Что нужно сделать -
**a)** Как Линч в отрывке о воле и желании определяет своеволие?
**b)** Изложите короче абзац отрывка о воле и желании, начинающийся словами «Но Отец Линч и, конечно же, св.Августин», сохранив основные факты.
**c)** Перепишите из отрывка о воле и желании дословно всё, начиная со слов «Если волю и» и вплоть до слов «заложена глубокая истина.».

Отрывок текста -
====

Если волю и желание можно увидеть и испытать в этом свете самостоятельных и воображаемых символических актов межличностной взаимности, то в изречении св.Августина "Люби и делай то, что желаешь" заложена глубокая истина.
Но Отец Линч и, конечно же, св.Августин не обольщались при этом относительно человеческой сущности (так же, как и Фрейд). Они прекрасно знали, что речь идет об идеальном желании. Они знали, что проблема заключается именно в том, что человек действительно желает и изъявляет свою волю наперекор своему ближнему, что воображение не только является источником нашей способности творчески развивать взаимное желание, но и ограничено собственными рамками индивида, его убеждениями и опытом, и поэтому в нашем желании всегда присутствует элемент насилия как над другим, так и над самим собой, независимо от успехов психоанализа, от благодати или сатори. Линч называет это элементом своеволия; своеволие здесь означает упорство собственного желания человека вопреки реальности ситуации. Своеволие, утверждает он, является типом воли, мотивируемой вызовом, когда желание в большей мере направлено против чего-то, чем на что-то. Вызывающий, своевольный акт, говорит Линч, связан скорее с фантазией, чем с воображением и является духом, который скорее отрицает реальность, будь то реальный человек или реальный аспект безличной природы, чем видит ее и, формируя ее, уважает ее и находит в ней радость.

====

Извлечённые данные -
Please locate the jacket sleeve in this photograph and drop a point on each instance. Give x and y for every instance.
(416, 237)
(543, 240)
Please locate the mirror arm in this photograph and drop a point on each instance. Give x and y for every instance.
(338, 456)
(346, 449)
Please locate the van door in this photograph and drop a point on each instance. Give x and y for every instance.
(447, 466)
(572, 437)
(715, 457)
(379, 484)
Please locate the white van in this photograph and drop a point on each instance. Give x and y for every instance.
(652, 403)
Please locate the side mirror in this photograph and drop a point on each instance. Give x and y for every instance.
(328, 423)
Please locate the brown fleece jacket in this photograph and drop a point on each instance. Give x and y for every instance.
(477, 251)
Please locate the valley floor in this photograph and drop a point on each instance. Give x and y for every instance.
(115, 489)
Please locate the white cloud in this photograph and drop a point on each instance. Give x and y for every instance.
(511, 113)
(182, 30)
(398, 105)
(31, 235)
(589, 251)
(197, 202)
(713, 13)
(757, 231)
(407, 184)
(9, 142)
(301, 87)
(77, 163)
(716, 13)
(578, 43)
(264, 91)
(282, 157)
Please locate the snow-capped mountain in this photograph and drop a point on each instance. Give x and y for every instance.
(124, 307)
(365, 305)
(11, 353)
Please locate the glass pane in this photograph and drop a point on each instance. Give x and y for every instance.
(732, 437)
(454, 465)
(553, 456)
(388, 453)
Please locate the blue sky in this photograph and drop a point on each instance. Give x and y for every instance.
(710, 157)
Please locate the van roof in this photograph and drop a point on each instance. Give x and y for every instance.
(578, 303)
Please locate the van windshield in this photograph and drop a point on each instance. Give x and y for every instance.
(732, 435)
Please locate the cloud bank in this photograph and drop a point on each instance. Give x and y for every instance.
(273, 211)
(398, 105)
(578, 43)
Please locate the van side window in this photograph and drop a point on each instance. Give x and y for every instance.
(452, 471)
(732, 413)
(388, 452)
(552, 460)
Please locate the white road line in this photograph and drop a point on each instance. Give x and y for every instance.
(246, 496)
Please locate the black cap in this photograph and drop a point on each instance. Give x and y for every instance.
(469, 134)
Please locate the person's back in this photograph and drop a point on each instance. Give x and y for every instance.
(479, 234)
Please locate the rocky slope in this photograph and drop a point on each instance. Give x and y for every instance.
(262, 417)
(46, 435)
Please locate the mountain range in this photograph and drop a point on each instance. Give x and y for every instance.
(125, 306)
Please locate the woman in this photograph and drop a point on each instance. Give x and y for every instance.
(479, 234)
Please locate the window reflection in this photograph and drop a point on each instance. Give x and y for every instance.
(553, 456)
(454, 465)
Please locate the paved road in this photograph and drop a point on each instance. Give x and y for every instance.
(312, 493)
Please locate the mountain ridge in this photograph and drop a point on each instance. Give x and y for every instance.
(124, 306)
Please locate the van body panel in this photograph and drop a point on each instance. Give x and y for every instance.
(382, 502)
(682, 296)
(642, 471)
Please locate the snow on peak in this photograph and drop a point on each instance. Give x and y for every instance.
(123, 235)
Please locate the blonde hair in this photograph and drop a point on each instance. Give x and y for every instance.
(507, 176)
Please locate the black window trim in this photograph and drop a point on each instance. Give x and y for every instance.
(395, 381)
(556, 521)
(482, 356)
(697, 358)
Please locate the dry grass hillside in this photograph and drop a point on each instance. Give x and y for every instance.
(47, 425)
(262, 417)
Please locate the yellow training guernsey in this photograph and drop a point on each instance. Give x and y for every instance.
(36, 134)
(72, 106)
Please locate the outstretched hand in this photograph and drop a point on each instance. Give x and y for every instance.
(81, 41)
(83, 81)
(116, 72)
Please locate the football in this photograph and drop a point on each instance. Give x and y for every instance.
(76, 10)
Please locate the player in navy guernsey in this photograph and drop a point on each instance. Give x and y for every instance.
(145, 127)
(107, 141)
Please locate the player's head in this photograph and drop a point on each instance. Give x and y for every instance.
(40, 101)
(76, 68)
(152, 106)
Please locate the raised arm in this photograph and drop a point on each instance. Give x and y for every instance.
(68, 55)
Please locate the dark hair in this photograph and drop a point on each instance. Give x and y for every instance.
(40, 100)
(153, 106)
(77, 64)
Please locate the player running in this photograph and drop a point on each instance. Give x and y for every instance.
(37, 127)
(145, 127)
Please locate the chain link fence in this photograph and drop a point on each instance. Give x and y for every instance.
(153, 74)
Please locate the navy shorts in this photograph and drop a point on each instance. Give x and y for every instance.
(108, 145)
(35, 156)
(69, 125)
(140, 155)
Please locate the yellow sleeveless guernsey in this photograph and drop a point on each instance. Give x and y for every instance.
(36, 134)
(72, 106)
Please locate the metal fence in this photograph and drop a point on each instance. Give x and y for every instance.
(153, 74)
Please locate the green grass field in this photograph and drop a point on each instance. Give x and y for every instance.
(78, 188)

====

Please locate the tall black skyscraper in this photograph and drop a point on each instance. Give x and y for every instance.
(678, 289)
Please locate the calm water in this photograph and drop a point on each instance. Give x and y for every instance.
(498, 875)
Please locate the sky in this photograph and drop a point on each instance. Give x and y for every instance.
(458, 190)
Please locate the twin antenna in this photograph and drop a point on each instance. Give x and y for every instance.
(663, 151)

====

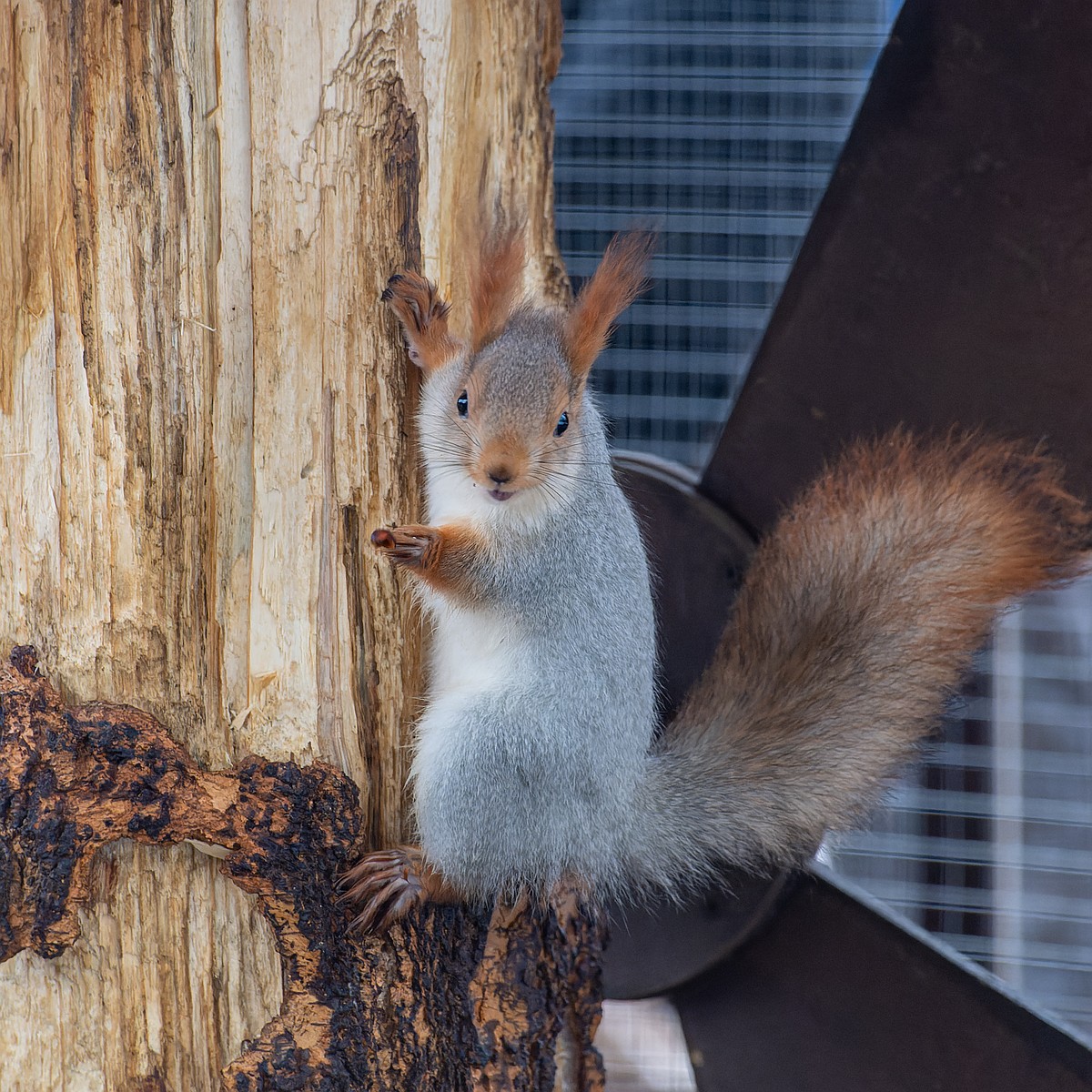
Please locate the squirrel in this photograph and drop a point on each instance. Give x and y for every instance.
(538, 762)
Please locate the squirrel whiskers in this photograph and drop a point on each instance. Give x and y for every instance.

====

Ответы ниже -
**a)** Своеволие — это упорство собственного желания человека вопреки реальности ситуации.

**b)** Линч и св.Августин, как и Фрейд, не обольщались насчёт человеческой сущности и понимали, что речь идёт об идеальном желании. Человек на деле желает и изъявляет волю наперекор ближнему. Воображение не только позволяет развивать взаимное желание, но и ограничено рамками индивида, его убеждениями и опытом. Поэтому в желании всегда есть элемент насилия над другим и над собой. Линч называет это своеволием, то есть упорством желания вопреки реальности ситуации. Это воля, мотивируемая вызовом и направленная скорее против чего-то, чем на что-то. Своевольный акт связан с фантазией, а не с воображением. Он отрицает реальность, вместо того чтобы видеть её, уважать и находить в ней радость.

**c)**
Если волю и желание можно увидеть и испытать в этом свете самостоятельных и воображаемых символических актов межличностной взаимности, то в изречении св.Августина "Люби и делай то, что желаешь" заложена глубокая истина.